*Problems and tasks*:
(1) Summarize the excerpt about James Bostock in two sentences.
(2) Transcribe the excerpt about James Bostock from "After distinguished war" up to and including "the print world.".

───── Excerpt provided ─────

After distinguished war service he began to produce wood engravings which were soon recognised for their fine craftsmanship and artistic individuality. By 1950 he had been elected a member of both the Royal Society of Painter-Etchers and Engravers (later the Royal Society of Painter-Printmakers) and the Society of Wood Engravers. He exhibited regularly at the annual exhibitions of these societies and his work was often included in the Royal Academy summer shows. Museums and international institutions acquired his wood engravings and Bostock quietly secured his position within the print world.

For over thirty years James Bostock combined an artistic career with that of a full-time teacher and administrator. Notwithstanding his academic commitments, as well as the inevitable demands of bringing up a family of three boys, Bostock produced a remarkable oeuvre of paintings and prints. However, it was not until retirement in 1978, and a resultant flurry of artistic activity, that James Bostock's work came before a wider audience. His work is to be found in the British Museum, the Victoria and Albert Museum, the British Council collection, the Hunt Botanical Library, Pittsburgh and many private collections

Exhibitions of his paintings and prints occurred regularly and the wood engravings were shown at the exhibitions of the Society of Wood Engravers. Sadly, by 1988, deteriorating eyesight and the onset of arthritis caused him to cease wood engraving - although, even then, he still painted and drew with vigour. The wood engravings continued to be shown at exhibitions and, in 1996, Bostock was one of nineteen major artists to be included in an exhibition arranged by Hilary Paynter (Chairman of the Society of Wood Engravers) at the Bankside Gallery, London. This exhibition featured artists who were members of both The Royal Society of Painter-Printmakers and the Society of Wood Engravers. In 1997, Bostock's work was included in Hal Bishop's landmark exhibition at Exeter Museum, Twentieth-Century British Wood Engraving: A Celebration... and a Dissenting Voice. This exhibition received an Arts Council award and is possibly the most important display of British wood engraving to occur during this period.

───── Data shown ─────

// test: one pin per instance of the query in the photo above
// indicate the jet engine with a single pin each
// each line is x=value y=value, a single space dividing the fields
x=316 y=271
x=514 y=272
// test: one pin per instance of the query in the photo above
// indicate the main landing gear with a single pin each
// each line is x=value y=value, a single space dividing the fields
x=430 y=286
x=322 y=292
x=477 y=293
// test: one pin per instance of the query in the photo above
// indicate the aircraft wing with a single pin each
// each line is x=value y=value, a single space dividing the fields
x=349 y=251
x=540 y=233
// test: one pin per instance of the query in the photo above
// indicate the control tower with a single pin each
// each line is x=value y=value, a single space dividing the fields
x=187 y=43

─────
───── Data shown ─────

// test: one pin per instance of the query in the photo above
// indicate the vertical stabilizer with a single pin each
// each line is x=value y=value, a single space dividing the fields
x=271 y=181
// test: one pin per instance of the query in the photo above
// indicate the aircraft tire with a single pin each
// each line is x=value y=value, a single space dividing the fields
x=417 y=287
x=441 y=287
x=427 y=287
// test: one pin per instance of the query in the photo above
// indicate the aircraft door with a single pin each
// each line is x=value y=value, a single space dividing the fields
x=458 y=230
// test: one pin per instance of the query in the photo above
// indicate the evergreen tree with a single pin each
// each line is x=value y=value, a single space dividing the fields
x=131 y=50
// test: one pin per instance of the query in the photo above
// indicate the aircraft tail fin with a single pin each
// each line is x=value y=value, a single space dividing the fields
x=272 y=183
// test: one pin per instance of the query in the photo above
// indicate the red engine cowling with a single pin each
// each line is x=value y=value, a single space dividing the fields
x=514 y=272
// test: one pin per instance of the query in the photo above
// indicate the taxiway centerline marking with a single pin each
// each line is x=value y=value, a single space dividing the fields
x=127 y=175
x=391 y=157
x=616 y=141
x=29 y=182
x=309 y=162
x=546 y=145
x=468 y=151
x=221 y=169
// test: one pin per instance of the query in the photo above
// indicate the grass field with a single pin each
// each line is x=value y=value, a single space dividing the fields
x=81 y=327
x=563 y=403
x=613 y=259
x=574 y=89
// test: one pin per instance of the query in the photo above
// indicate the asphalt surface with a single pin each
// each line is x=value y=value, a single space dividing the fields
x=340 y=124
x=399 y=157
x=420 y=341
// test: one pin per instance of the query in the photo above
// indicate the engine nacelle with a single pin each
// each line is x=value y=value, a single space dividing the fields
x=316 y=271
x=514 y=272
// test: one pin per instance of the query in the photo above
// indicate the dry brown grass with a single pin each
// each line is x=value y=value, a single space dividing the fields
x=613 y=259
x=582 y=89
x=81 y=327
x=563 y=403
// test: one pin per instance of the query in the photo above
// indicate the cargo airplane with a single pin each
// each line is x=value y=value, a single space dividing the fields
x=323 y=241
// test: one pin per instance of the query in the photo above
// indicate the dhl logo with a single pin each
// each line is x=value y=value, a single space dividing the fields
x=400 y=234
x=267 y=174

─────

*Task-by-task answers*:
(1) After war service, James Bostock became a respected wood engraver and, by 1950, a member of both the Royal Society of Painter-Etchers and Engravers and the Society of Wood Engravers, while working for over thirty years as a full-time teacher and administrator. His work reached a wider audience after he retired in 1978, and although failing eyesight and arthritis ended his wood engraving by 1988, his engravings were shown in major exhibitions at the Bankside Gallery, London, in 1996 and at Exeter Museum in 1997.

(2)
After distinguished war service he began to produce wood engravings which were soon recognised for their fine craftsmanship and artistic individuality. By 1950 he had been elected a member of both the Royal Society of Painter-Etchers and Engravers (later the Royal Society of Painter-Printmakers) and the Society of Wood Engravers. He exhibited regularly at the annual exhibitions of these societies and his work was often included in the Royal Academy summer shows. Museums and international institutions acquired his wood engravings and Bostock quietly secured his position within the print world.